Print all entries precisely as they are written.

### Extracted entries ###

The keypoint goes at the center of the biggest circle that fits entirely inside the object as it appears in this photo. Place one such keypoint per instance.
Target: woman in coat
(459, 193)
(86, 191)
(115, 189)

###

> Answer below
The keypoint goes at the center of the biggest circle that fits entirely inside the object as it appears in this photo. Place one such keypoint per instance.
Target: woman in coat
(459, 193)
(86, 191)
(115, 189)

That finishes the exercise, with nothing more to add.